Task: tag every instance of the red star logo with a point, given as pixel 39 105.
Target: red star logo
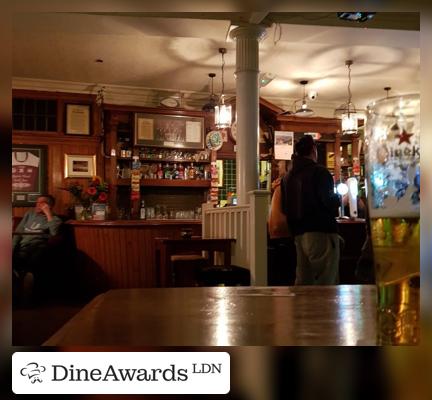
pixel 404 137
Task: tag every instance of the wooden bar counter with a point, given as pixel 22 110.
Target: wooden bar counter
pixel 342 315
pixel 121 254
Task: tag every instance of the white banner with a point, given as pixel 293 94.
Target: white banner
pixel 120 373
pixel 283 145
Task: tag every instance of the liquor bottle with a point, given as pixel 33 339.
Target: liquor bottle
pixel 191 172
pixel 181 172
pixel 142 210
pixel 159 172
pixel 175 172
pixel 392 158
pixel 167 172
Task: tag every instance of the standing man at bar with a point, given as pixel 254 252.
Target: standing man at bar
pixel 310 205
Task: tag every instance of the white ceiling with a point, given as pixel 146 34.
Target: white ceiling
pixel 178 53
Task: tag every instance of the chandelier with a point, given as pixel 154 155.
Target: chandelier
pixel 347 111
pixel 222 110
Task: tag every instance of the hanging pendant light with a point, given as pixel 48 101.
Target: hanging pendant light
pixel 212 101
pixel 222 110
pixel 304 110
pixel 347 111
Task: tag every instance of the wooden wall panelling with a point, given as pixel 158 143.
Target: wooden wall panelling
pixel 121 256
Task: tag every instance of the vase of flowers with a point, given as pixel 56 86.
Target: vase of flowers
pixel 84 198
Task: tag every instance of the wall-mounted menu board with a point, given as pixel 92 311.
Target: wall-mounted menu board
pixel 172 131
pixel 28 174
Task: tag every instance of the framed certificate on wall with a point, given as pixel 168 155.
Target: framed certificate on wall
pixel 77 119
pixel 171 131
pixel 28 174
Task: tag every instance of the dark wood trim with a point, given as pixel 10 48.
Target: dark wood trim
pixel 131 223
pixel 152 110
pixel 168 182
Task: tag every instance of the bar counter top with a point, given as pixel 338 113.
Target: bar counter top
pixel 343 315
pixel 133 222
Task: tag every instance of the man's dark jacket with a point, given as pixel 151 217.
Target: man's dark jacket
pixel 308 198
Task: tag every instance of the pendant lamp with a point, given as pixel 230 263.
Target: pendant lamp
pixel 212 101
pixel 222 110
pixel 304 110
pixel 347 111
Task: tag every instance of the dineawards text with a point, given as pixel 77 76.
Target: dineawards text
pixel 112 374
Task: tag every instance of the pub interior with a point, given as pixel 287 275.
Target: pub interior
pixel 164 204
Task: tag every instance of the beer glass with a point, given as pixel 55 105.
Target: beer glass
pixel 392 138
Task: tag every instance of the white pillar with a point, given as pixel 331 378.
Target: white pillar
pixel 247 108
pixel 259 206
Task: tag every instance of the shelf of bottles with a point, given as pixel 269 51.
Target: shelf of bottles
pixel 162 167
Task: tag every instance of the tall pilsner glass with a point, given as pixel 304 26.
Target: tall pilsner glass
pixel 393 175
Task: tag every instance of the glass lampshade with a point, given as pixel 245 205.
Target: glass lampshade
pixel 223 116
pixel 349 123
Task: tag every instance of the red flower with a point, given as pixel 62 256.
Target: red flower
pixel 91 190
pixel 102 196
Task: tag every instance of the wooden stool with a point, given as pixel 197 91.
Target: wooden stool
pixel 186 269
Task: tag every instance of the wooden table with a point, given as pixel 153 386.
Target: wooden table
pixel 225 316
pixel 165 248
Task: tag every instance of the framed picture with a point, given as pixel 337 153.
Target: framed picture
pixel 77 119
pixel 28 174
pixel 171 131
pixel 219 168
pixel 79 166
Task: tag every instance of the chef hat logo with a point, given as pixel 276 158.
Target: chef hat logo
pixel 33 371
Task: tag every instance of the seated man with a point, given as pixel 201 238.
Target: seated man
pixel 30 241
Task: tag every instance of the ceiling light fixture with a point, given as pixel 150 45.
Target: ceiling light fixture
pixel 356 16
pixel 212 102
pixel 222 110
pixel 347 111
pixel 265 78
pixel 387 89
pixel 304 110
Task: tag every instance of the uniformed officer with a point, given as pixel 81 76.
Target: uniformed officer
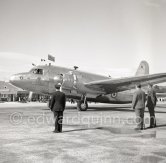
pixel 138 105
pixel 151 103
pixel 57 106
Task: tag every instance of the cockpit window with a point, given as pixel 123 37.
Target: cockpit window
-=-=-
• The problem:
Each entry is to be returned as it stands, and each picture is to be left out.

• Your response:
Task: tag every instance of the red star logo with a point, given as pixel 39 105.
Target: red star logo
pixel 404 137
Task: tag every instance of the wooden bar counter with a point, given as pixel 22 110.
Target: wooden bar counter
pixel 342 315
pixel 121 254
Task: tag every instance of the white banner with a point, given as pixel 293 94.
Target: white banner
pixel 120 373
pixel 283 145
Task: tag every instance of the liquor bottle with a point, given as pixel 33 339.
Target: liquor bottle
pixel 191 172
pixel 181 172
pixel 142 210
pixel 159 172
pixel 175 172
pixel 392 158
pixel 167 172
Task: tag every instance of the standing man at bar with a point, given as pixel 254 252.
Target: standing man at bar
pixel 310 205
Task: tag every instance of the white ceiling with a point, given as pixel 146 34.
Target: white ceiling
pixel 178 53
Task: tag every instance of the chandelier with a point, given as pixel 154 155.
Target: chandelier
pixel 347 111
pixel 222 110
Task: tag every instance of the hanging pendant light with a point, given as pixel 48 101.
Target: hanging pendant light
pixel 212 101
pixel 222 110
pixel 304 110
pixel 347 111
Task: tag every instance of the wooden wall panelling with a point, given as pixel 158 143.
Target: wooden wall panelling
pixel 121 256
Task: tag every instance of the vase of flowers with a point, given as pixel 56 86.
Target: vase of flowers
pixel 84 198
Task: tag every instance of the wall-mounted menu board with a point, given as pixel 92 311.
Target: wall-mounted menu board
pixel 172 131
pixel 28 174
Task: tag every instance of the framed certificate on wall with a point, given as pixel 168 155.
Target: framed certificate on wall
pixel 77 119
pixel 171 131
pixel 28 174
Task: tag every instance of the dark wood trim with a point, given as pixel 10 48.
Target: dark wood trim
pixel 131 223
pixel 152 110
pixel 168 182
Task: tag every instance of the bar counter top with a point, given as pixel 338 113.
Target: bar counter top
pixel 343 315
pixel 133 222
Task: tag every instance of the man's dark jacket with a point, given as pixel 151 217.
Target: man's dark jacket
pixel 308 198
Task: tag every instance of the pendant lamp with a point, given as pixel 230 263.
Target: pendant lamp
pixel 212 101
pixel 222 110
pixel 304 110
pixel 347 111
Task: tag every instance of the dineawards text with a point, given as pixel 77 76.
Target: dineawards text
pixel 112 374
Task: tag every instance of the pub interior with a point, given as pixel 287 275.
Target: pub interior
pixel 164 204
Task: tag every instance of the beer glass with a point, given as pixel 55 105.
Target: beer glass
pixel 392 138
Task: tag every instance of the white pillar with a point, given as pixel 331 378.
Target: white pillar
pixel 247 108
pixel 259 206
Task: tag every instance of the shelf of bottles with a point, given as pixel 269 51.
Target: shelf of bottles
pixel 162 167
Task: tag every instance of the tall pilsner glass with a point, given as pixel 304 26.
Target: tall pilsner glass
pixel 393 175
Task: tag every instance of the glass lampshade with a point, given as pixel 245 205.
Target: glass lampshade
pixel 223 116
pixel 349 123
Task: tag every instance of the red flower with a point, given as pixel 62 256.
Target: red flower
pixel 91 190
pixel 102 196
Task: tag every instance of the wooden stool with a point, given as pixel 197 91.
Target: wooden stool
pixel 186 269
Task: tag every instance of the wooden table with a point, given as pixel 153 386.
Target: wooden table
pixel 225 316
pixel 165 248
Task: tag every instance of the framed picture with a point, given as pixel 337 153.
Target: framed picture
pixel 77 119
pixel 28 174
pixel 171 131
pixel 219 168
pixel 79 166
Task: tag every instance of the chef hat logo with a point, given as pixel 276 158.
Target: chef hat logo
pixel 33 371
Task: tag every instance of the seated man with a point, given as pixel 201 238.
Target: seated man
pixel 30 241
Task: tag every instance of the ceiling light fixture with a point, given as pixel 150 45.
Target: ceiling light fixture
pixel 356 16
pixel 212 102
pixel 222 110
pixel 347 111
pixel 265 78
pixel 387 89
pixel 304 110
Task: tag every instance of the uniformed officer with a point, given as pixel 81 76.
Target: uniformed officer
pixel 138 105
pixel 151 103
pixel 57 106
Task: tag every instance of the cockpit window with a point, given as pixel 123 37.
Target: cockpit window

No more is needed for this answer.